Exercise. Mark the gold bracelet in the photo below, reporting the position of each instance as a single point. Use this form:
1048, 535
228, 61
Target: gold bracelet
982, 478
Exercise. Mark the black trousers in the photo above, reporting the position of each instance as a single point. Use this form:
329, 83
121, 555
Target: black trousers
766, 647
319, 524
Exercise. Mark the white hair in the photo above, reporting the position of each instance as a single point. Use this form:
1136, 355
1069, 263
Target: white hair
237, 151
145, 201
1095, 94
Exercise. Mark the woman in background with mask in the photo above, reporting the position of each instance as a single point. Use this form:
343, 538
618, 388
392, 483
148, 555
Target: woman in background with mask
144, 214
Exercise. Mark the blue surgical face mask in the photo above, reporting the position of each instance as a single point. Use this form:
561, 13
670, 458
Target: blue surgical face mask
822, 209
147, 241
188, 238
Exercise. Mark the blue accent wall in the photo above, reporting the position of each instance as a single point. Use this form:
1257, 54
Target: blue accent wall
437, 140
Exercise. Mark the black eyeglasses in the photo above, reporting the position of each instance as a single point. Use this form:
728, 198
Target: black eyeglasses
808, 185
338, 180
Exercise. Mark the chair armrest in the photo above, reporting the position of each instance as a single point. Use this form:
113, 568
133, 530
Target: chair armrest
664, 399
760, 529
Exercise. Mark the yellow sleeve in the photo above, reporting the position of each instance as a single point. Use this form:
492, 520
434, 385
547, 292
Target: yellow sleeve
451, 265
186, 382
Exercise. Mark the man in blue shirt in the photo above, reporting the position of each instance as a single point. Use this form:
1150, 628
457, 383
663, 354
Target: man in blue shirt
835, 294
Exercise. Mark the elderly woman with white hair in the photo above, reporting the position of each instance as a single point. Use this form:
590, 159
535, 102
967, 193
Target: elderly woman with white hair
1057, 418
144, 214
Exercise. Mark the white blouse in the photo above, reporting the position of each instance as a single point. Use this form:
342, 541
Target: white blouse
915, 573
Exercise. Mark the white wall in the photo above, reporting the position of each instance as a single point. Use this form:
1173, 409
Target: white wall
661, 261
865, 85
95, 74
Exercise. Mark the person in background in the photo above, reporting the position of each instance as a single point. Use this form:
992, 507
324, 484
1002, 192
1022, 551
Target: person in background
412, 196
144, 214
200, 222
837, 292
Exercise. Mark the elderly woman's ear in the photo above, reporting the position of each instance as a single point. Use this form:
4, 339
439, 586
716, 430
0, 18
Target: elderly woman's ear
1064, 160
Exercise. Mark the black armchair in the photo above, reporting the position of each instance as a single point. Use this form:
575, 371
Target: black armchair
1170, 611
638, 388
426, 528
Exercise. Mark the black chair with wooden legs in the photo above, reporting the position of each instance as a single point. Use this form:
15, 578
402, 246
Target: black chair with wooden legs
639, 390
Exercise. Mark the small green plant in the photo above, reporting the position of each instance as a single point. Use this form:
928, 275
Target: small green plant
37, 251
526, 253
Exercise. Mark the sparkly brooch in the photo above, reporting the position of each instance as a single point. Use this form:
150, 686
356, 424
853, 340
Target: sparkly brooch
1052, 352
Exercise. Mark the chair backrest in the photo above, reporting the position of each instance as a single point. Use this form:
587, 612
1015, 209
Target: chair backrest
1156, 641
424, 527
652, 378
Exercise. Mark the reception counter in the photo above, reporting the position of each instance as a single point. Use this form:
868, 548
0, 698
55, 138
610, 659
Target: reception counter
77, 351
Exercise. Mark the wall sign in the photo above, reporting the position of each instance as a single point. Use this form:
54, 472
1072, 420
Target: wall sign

--- WHAT IS REQUIRED ---
Retype the records verbatim, beginning at the line that contains "Exercise. Mark the black armchair" and continuing through the last line of the records.

--- ANSWER FOR THIS EXERCISE ---
Exercise. Mark the black armchair in the photo above, reporting the position of each instance as a single point. Use this form:
575, 371
Target: black armchair
1170, 611
638, 388
426, 528
Exercise. Mark the black chair with wooden legs in the photo above, reporting the position of each instance as a single point. Use this form:
15, 578
402, 246
Target: black chair with wooden legs
639, 390
Exercise. Mark the small green plant in the photo above, reporting the position of each instance as a single point. Use this form:
928, 275
Target: small green plant
37, 251
526, 253
Exercise. Mark the sparkly brooch in the photo above, reporting the position of each instance as a single point. Use this form:
150, 686
356, 424
853, 340
Target: sparkly brooch
1052, 352
Exercise. Mark the chair backrest in the photo above, reporting the position of each instance as a single point. Use this form:
587, 612
1015, 209
Target: chair backrest
1156, 641
424, 527
652, 378
Exercise. Mark the reception counter in the photo above, reporting the position of each instance as a single point. Use this form:
868, 548
0, 698
55, 138
610, 659
Target: reception counter
77, 351
Exercise. Mark the wall sign in the photo above, reporting the position of each instance as a single point. Use this form:
54, 472
1072, 420
Target: wall sign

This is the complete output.